■ Questions on the material ■
1. Name the daughters of June Parker Wilson listed in the obituary.
2. According to the obituary, where was June Parker Wilson born?

---------- Extract provided ----------

June Parker Wilson, 87, Was Writer, Translator
June Parker Wilson, of New York city and Chilmark, died on March 6 of Alzheimer's disease. She was 87 years old.
Ms. Wilson was a freelance writer whose work was often published in the Hers columns and travel section of The New York Times. She translated more than 10 books from French to English, most often in collaboration with Walter Benn Michaels, including the best-selling Papillon, by Henri Charrière. In the early 1980s, she was a regular guest on the WNYC Senior Edition radio show.
Ms. Wilson was born in Oakland, Calif., the daughter of Carleton H. Parker and Cornelia Stratton Parker, a writer on travel and labor and author of An American Idyll, an account of her marriage to Dr. Parker, an academic and a well-known labor expert who died in the flu epidemic in 1918. Ms. Wilson was educated in Cambridge and Geneva, Switzerland. She was graduated from Bennington College in 1939, and served on its board. She received an M.A. in French from Columbia University.
Her husband of 51 years, the late Kenneth Wilson, died in 1991. He was senior editor of the Reader's Digest until his retirement in 1975.
Ms. Wilson is survived by her daughters, Cornelia Higginson and Lee Badger, both of New York city, and Meredith Michaels of Amherst, and all three of Aquinnah; nine grandchildren, and five great-grandchildren. Her late brother, Carleton Parker, was a longtime resident of West Tisbury. Her late niece, Josephine Parker Alexander, was a summer resident of Vineyard Haven.

---------- Raw data ----------

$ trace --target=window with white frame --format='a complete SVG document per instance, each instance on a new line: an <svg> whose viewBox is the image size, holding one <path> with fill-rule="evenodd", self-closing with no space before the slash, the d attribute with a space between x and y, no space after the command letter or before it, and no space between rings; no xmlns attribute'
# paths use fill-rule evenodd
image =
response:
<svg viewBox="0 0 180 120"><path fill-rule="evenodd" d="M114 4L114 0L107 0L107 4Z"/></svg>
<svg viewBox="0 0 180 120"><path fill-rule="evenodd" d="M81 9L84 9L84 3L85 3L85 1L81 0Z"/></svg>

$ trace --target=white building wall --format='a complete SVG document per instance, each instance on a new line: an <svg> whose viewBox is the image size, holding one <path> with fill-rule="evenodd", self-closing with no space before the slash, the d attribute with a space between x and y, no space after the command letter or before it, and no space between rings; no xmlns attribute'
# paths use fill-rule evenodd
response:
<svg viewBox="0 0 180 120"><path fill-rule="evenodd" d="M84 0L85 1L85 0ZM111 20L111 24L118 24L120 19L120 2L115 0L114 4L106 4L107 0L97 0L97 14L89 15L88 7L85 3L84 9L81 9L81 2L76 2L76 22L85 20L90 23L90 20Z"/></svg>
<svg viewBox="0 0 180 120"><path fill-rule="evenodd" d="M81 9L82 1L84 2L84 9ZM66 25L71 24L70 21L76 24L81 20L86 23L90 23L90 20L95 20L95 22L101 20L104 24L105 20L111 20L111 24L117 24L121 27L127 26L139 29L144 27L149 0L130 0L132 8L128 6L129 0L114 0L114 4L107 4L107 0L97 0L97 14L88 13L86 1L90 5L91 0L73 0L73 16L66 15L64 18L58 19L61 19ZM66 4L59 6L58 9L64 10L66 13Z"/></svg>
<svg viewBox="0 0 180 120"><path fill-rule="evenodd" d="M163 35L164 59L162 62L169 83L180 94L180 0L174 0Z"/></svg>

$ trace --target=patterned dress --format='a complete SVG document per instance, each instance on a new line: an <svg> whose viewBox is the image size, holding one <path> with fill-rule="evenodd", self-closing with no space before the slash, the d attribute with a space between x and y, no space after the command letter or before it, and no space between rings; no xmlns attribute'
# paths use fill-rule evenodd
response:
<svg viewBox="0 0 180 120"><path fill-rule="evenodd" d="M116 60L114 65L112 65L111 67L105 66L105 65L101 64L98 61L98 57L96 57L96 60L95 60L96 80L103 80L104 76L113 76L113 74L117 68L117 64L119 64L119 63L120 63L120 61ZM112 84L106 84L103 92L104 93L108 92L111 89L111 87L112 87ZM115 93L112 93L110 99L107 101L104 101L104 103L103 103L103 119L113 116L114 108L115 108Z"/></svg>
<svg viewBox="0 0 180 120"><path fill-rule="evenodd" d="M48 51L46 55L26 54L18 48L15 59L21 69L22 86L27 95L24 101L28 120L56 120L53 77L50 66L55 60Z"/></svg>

----------

■ Answer list ■
1. Cornelia Higginson, Lee Badger, and Meredith Michaels

2. Oakland, Calif.